Problem to solve: Please copy out the entries below exactly, beginning with the line that contains "Target: pot rim" and ending with the line that contains "Sample: <point>200,154</point>", and include nothing outside that span.

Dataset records

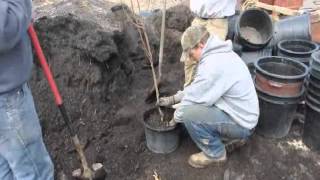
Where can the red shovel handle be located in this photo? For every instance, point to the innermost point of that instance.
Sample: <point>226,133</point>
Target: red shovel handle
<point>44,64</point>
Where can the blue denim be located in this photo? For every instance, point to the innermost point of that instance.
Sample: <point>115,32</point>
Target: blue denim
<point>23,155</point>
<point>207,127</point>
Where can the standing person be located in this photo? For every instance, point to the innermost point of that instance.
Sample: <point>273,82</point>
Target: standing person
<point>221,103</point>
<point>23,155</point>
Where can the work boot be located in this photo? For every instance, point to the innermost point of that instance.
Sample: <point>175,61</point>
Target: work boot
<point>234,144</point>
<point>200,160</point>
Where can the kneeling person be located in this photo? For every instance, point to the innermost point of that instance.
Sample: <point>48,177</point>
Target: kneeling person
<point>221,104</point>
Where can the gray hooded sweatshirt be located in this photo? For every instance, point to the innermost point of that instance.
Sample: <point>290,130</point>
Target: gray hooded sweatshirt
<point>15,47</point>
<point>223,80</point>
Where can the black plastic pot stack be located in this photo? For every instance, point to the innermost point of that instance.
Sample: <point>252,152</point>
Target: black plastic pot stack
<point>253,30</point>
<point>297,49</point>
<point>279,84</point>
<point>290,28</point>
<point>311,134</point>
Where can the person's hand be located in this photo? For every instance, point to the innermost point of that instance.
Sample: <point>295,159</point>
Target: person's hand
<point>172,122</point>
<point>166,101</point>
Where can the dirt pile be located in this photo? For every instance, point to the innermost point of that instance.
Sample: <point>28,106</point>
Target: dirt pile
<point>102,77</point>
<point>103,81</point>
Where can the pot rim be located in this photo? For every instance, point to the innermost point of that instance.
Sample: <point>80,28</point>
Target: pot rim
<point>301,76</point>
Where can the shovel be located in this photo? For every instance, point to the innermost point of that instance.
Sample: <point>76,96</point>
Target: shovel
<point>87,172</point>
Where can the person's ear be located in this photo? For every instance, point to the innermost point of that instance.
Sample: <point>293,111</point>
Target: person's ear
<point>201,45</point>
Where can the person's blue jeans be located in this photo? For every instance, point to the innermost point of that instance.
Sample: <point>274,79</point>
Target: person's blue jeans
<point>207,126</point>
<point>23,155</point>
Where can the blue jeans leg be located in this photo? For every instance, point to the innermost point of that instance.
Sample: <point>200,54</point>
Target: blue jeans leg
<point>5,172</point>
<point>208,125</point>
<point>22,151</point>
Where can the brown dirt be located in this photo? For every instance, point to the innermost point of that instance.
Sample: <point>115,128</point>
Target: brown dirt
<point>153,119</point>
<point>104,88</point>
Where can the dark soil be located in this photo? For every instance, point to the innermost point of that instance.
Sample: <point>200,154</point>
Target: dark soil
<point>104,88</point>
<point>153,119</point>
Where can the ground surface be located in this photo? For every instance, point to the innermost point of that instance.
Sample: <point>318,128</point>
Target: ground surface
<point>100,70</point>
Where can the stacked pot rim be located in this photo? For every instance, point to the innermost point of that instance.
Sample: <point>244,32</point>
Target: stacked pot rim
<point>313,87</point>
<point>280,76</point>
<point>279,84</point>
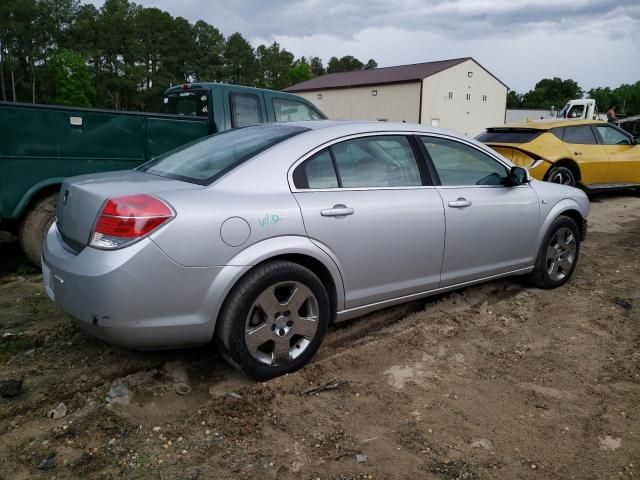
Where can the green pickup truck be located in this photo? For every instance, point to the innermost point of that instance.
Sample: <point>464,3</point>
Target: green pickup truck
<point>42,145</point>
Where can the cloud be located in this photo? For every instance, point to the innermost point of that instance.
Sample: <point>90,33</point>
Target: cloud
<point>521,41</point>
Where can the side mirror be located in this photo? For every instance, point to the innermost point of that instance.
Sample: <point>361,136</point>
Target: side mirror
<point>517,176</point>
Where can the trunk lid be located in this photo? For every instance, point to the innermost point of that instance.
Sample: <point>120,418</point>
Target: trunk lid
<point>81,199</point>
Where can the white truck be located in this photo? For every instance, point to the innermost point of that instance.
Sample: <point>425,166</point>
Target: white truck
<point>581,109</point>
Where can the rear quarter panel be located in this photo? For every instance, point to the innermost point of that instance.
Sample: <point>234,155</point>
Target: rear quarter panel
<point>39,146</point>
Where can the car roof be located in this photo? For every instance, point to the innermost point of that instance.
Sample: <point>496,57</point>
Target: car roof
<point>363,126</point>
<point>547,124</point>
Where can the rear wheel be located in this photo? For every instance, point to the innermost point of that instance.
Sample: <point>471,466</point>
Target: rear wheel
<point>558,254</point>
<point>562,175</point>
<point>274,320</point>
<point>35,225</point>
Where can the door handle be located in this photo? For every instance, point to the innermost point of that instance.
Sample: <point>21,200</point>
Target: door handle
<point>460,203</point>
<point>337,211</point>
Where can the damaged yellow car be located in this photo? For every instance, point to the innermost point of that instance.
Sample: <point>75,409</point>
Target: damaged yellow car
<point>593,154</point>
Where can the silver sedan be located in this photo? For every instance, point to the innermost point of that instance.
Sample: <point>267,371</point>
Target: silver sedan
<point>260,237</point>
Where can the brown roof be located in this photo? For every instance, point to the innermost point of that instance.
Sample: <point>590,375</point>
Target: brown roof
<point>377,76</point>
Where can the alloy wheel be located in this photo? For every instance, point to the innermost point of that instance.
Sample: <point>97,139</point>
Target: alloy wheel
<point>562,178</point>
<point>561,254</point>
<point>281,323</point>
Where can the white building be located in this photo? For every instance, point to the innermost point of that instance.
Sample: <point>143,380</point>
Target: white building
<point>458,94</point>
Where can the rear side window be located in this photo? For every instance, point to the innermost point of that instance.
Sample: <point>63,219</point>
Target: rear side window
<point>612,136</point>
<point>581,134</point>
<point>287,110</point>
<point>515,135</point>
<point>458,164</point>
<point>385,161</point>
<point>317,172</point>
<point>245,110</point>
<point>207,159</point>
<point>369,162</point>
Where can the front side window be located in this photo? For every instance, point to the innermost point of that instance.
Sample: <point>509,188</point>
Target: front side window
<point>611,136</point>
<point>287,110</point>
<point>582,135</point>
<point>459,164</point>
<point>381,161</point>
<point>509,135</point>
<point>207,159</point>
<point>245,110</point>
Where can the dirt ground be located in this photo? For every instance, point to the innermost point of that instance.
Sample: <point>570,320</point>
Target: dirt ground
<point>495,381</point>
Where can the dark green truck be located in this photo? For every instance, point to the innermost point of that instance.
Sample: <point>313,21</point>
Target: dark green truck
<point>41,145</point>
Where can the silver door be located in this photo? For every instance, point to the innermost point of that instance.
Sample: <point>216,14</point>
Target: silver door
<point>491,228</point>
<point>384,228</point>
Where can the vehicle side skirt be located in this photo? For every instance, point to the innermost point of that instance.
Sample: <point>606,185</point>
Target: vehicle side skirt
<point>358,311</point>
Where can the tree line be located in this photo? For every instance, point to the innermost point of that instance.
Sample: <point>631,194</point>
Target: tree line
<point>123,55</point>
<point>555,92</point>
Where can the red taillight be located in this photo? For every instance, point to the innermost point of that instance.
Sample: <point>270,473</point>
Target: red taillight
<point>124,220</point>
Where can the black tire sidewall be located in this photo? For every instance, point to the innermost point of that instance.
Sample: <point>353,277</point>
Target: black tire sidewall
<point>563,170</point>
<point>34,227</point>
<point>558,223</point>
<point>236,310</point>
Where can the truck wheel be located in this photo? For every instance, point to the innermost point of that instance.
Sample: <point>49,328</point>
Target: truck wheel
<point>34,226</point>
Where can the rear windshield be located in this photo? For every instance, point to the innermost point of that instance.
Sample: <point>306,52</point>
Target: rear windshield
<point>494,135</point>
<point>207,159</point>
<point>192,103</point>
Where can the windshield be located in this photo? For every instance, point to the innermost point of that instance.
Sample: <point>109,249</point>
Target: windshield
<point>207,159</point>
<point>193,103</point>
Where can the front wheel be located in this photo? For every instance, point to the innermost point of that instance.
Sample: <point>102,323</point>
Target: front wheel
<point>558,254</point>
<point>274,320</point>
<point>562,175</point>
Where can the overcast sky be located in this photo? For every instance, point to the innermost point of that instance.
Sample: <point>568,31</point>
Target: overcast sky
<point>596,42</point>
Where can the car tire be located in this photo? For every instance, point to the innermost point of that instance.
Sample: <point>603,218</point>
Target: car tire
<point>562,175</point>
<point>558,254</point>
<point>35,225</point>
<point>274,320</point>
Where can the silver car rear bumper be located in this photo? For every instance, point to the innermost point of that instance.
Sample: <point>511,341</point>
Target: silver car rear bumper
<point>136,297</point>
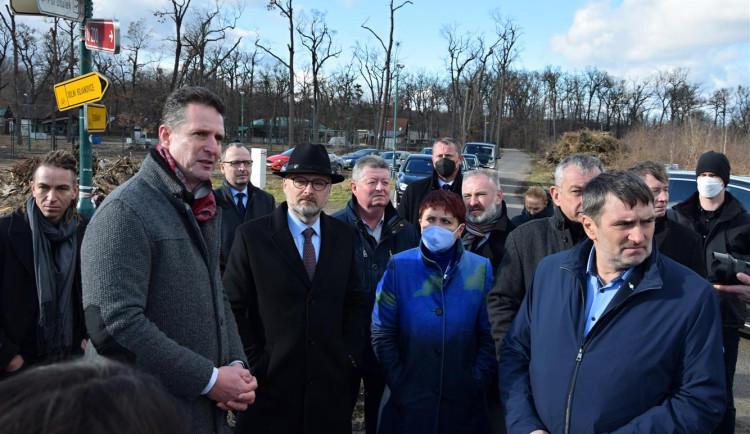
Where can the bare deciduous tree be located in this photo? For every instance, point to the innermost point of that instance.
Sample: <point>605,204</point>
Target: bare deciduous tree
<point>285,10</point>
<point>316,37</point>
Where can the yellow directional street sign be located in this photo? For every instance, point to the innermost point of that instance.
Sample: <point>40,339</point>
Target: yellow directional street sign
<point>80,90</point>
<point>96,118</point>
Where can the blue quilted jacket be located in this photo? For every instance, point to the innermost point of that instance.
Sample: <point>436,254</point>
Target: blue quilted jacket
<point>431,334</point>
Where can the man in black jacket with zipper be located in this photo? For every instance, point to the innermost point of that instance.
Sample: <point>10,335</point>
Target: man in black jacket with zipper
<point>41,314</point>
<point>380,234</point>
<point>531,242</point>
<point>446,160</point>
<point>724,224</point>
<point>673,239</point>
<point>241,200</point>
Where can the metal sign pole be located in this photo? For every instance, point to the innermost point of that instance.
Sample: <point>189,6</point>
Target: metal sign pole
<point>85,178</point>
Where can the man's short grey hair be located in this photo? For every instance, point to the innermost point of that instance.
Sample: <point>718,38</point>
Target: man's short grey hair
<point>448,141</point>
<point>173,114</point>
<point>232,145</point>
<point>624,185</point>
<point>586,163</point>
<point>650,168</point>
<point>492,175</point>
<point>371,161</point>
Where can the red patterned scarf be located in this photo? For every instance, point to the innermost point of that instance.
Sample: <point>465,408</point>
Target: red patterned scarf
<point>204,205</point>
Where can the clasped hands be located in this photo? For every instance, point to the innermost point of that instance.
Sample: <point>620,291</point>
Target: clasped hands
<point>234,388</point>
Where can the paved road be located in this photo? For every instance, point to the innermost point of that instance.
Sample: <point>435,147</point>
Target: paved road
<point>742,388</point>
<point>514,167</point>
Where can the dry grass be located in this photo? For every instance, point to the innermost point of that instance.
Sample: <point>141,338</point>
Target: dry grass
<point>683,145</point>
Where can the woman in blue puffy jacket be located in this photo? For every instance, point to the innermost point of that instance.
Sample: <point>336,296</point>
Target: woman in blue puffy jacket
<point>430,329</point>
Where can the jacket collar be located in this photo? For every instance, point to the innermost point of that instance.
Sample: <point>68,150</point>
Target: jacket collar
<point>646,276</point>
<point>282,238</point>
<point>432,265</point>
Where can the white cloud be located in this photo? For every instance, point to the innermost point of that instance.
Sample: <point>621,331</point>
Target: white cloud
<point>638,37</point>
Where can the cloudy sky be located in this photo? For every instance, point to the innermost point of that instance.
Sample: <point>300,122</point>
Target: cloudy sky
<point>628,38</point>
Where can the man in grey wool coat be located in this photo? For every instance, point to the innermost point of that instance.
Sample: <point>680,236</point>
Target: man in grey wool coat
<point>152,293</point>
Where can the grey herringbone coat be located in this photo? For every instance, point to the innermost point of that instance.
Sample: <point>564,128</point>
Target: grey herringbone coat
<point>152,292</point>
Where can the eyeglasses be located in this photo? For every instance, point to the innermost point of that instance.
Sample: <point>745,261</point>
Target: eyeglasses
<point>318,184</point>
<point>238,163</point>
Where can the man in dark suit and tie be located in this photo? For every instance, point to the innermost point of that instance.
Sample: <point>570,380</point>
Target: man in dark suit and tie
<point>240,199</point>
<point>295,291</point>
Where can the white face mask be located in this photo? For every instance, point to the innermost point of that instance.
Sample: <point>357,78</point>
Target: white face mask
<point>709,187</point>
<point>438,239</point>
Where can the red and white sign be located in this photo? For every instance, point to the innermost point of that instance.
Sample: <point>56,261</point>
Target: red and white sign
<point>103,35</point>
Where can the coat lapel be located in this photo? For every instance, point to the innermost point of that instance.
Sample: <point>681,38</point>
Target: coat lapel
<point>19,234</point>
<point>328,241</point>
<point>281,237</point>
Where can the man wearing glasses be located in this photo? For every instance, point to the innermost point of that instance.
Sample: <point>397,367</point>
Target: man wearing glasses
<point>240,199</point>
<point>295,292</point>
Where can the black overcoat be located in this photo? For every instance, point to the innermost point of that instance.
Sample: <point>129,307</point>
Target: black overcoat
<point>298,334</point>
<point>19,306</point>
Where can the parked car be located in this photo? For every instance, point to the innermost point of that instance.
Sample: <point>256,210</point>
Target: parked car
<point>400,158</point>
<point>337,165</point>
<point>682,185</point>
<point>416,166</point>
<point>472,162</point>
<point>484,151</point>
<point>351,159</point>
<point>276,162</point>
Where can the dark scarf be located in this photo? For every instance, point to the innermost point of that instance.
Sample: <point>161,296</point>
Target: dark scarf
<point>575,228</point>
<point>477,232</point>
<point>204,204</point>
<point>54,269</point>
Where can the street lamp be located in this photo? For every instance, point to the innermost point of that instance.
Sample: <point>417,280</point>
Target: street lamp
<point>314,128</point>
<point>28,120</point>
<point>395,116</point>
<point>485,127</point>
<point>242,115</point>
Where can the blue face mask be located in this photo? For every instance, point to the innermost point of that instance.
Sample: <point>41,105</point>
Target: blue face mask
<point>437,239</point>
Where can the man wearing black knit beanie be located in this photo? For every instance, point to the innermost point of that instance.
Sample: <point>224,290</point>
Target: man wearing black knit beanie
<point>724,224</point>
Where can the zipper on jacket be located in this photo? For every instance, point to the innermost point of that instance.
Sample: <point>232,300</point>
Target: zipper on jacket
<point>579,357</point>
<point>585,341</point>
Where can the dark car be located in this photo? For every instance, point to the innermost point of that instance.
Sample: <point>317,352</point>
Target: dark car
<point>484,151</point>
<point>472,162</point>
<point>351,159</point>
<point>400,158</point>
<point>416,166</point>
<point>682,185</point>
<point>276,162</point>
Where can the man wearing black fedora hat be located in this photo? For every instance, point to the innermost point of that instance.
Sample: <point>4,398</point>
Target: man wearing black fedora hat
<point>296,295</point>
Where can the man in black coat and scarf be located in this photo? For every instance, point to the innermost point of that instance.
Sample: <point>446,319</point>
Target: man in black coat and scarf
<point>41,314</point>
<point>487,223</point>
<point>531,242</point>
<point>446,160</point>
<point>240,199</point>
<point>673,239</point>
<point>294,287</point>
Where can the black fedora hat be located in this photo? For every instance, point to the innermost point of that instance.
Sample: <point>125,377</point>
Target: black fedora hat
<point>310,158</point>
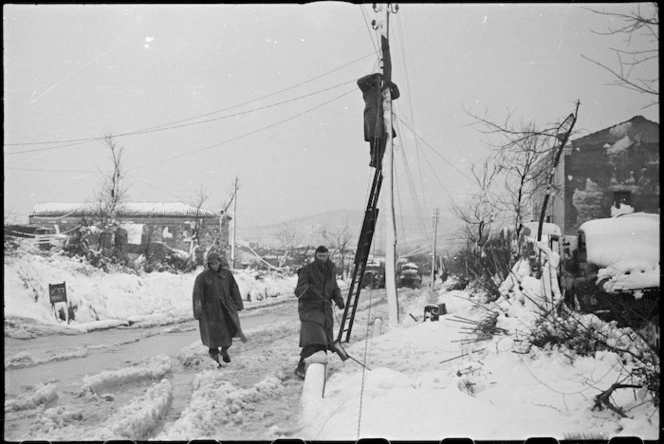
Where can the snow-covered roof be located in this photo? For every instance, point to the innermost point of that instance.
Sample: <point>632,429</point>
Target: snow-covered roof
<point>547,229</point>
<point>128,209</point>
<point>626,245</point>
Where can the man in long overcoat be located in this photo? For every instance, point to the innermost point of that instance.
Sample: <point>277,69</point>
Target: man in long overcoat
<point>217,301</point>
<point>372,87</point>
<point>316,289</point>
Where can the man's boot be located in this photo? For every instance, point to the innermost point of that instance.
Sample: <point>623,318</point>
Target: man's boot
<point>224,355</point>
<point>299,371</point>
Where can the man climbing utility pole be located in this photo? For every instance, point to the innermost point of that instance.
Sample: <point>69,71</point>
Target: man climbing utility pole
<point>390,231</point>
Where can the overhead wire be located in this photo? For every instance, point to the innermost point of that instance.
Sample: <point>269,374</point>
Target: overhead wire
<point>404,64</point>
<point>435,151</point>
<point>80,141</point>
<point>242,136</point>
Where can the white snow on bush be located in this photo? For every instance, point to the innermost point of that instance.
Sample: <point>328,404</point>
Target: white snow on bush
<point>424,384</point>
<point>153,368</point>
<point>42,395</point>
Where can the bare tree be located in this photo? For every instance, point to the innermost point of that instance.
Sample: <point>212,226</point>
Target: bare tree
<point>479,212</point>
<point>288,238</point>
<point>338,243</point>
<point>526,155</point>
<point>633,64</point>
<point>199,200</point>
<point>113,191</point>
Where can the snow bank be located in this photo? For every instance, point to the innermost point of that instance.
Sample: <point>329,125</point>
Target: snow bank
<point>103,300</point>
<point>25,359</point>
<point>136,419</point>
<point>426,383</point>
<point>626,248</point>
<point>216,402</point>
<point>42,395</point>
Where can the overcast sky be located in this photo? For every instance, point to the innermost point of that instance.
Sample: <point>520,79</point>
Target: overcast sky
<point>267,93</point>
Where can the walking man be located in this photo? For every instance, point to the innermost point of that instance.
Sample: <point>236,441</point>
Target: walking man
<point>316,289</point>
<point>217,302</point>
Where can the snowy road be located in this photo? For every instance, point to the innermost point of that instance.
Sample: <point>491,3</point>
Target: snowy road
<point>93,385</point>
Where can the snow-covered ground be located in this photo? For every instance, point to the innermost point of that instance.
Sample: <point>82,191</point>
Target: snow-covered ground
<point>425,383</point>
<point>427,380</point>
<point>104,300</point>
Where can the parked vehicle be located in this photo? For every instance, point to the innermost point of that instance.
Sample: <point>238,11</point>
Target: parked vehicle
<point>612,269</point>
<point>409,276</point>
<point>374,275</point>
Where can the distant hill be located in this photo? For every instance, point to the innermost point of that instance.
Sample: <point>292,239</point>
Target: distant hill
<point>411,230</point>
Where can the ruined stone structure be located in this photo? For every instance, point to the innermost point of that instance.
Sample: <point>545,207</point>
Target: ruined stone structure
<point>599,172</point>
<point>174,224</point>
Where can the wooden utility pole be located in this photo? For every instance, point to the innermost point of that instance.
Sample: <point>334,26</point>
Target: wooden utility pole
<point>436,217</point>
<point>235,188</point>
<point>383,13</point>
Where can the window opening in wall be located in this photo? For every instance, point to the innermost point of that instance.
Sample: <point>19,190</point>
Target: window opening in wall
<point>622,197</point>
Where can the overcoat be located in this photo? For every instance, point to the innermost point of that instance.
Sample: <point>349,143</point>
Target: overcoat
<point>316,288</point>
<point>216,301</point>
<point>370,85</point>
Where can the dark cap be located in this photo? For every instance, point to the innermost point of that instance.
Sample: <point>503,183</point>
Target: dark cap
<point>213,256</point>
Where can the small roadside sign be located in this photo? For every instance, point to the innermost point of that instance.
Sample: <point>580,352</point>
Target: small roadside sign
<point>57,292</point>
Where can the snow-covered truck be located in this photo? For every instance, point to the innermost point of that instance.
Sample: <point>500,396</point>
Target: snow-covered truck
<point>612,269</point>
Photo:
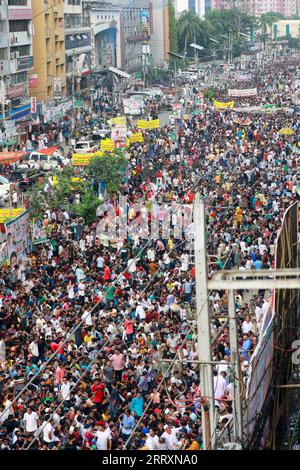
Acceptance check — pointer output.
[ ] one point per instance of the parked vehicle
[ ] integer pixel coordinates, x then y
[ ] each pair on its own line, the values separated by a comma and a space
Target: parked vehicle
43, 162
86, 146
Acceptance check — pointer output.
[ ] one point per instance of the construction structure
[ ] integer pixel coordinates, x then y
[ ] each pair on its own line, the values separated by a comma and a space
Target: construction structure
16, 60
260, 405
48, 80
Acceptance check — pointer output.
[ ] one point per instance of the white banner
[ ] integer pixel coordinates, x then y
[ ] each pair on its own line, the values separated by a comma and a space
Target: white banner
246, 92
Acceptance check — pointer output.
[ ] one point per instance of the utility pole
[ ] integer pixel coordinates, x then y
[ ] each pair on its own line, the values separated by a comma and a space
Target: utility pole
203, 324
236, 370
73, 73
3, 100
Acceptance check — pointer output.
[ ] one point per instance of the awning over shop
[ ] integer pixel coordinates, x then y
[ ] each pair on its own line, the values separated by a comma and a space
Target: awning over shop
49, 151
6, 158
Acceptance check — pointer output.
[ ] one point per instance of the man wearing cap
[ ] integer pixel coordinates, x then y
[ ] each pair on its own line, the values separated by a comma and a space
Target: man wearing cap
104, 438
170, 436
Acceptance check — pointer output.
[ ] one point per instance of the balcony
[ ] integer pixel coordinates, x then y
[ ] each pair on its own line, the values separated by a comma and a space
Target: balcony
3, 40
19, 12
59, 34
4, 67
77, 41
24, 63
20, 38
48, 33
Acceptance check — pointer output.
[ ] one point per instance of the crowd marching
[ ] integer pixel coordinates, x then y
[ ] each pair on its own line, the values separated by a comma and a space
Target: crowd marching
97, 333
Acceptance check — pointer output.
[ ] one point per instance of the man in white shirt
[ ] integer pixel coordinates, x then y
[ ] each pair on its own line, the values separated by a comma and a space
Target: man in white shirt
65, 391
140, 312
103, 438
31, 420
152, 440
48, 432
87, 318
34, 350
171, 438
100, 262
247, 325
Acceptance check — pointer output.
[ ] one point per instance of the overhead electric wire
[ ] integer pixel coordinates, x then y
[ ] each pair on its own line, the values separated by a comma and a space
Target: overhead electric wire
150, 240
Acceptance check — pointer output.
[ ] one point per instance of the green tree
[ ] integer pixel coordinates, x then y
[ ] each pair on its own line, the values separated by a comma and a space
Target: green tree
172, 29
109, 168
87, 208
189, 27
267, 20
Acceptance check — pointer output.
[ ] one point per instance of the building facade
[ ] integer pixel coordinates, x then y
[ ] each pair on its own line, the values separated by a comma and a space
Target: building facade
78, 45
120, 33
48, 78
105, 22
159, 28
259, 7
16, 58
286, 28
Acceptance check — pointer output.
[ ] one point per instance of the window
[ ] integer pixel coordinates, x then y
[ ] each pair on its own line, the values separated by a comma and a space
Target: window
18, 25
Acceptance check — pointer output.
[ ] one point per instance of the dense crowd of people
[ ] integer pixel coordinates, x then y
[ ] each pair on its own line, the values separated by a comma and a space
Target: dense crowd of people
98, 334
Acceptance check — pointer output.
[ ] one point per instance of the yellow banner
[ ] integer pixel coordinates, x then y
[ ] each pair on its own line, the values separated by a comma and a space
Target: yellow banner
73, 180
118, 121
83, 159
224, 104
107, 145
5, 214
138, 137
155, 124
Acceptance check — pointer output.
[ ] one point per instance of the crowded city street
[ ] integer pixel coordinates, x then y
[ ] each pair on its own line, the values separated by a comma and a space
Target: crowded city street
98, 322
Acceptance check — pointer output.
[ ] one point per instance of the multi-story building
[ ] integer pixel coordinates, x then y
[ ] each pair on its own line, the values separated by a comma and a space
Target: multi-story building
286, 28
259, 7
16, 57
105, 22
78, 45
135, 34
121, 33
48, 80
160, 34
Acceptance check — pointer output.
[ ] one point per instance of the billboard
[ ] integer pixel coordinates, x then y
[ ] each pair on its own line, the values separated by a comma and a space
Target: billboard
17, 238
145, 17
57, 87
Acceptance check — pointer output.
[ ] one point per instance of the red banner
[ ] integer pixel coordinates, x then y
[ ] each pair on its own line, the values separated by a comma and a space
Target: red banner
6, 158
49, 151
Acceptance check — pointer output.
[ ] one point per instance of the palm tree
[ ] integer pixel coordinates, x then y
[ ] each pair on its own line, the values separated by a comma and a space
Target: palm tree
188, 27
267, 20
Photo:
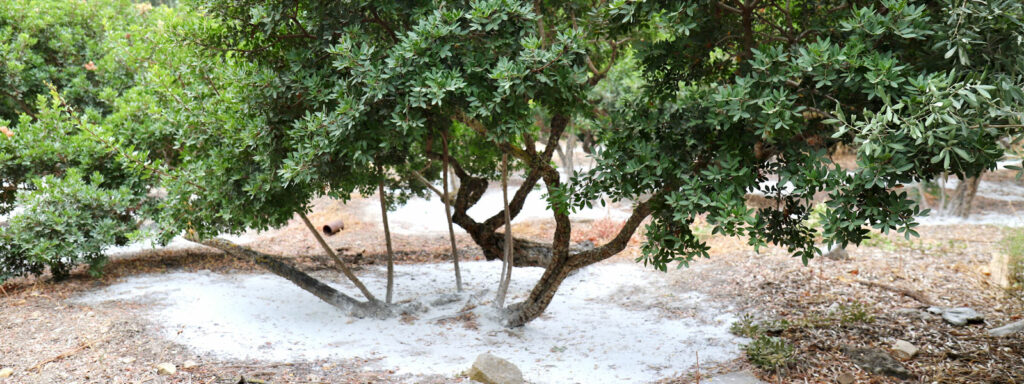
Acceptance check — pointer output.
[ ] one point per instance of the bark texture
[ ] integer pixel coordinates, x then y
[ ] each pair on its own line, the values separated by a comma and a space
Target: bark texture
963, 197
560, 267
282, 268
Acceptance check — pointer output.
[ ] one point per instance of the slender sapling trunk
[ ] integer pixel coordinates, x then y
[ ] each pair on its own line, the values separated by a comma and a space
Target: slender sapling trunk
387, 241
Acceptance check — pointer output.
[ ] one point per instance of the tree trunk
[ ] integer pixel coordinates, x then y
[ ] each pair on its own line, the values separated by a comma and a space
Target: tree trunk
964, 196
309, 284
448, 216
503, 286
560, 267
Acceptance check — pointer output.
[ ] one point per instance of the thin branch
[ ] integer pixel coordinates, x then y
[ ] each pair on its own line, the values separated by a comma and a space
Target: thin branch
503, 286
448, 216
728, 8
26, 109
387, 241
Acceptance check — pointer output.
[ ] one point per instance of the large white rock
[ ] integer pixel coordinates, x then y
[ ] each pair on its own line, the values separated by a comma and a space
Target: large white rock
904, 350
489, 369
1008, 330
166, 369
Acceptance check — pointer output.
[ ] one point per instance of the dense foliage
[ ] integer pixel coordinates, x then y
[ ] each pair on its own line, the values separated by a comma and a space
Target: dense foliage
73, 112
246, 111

Response to the exercise:
Target: pot rim
<point>301,76</point>
Where can the shovel be located in this photo? For every instance, point to the innermost point of that instance.
Sample: <point>76,96</point>
Target: shovel
<point>87,172</point>
Where can the person's ear be located in this photo? For every instance, point to the innermost point of that instance.
Sample: <point>293,111</point>
Target: person's ear
<point>201,45</point>
Where can the person's blue jeans be located in this photo? For every instance, point to the innermost point of that instance.
Sample: <point>274,79</point>
Target: person's blue jeans
<point>207,126</point>
<point>23,155</point>
Where can the blue jeans leg be located in this photo? For every instance, point to the innermost point of that instance.
Sample: <point>200,54</point>
Target: blue jeans leg
<point>5,172</point>
<point>208,125</point>
<point>22,151</point>
Where can the brown dirt be located in this photo? For every instance, point to the innermost point of that instance.
Sample: <point>115,128</point>
Target: brown dirt
<point>153,119</point>
<point>104,88</point>
Where can the dark soil be located in this photo? For every instance, point to the innermost point of that instance.
Sample: <point>200,154</point>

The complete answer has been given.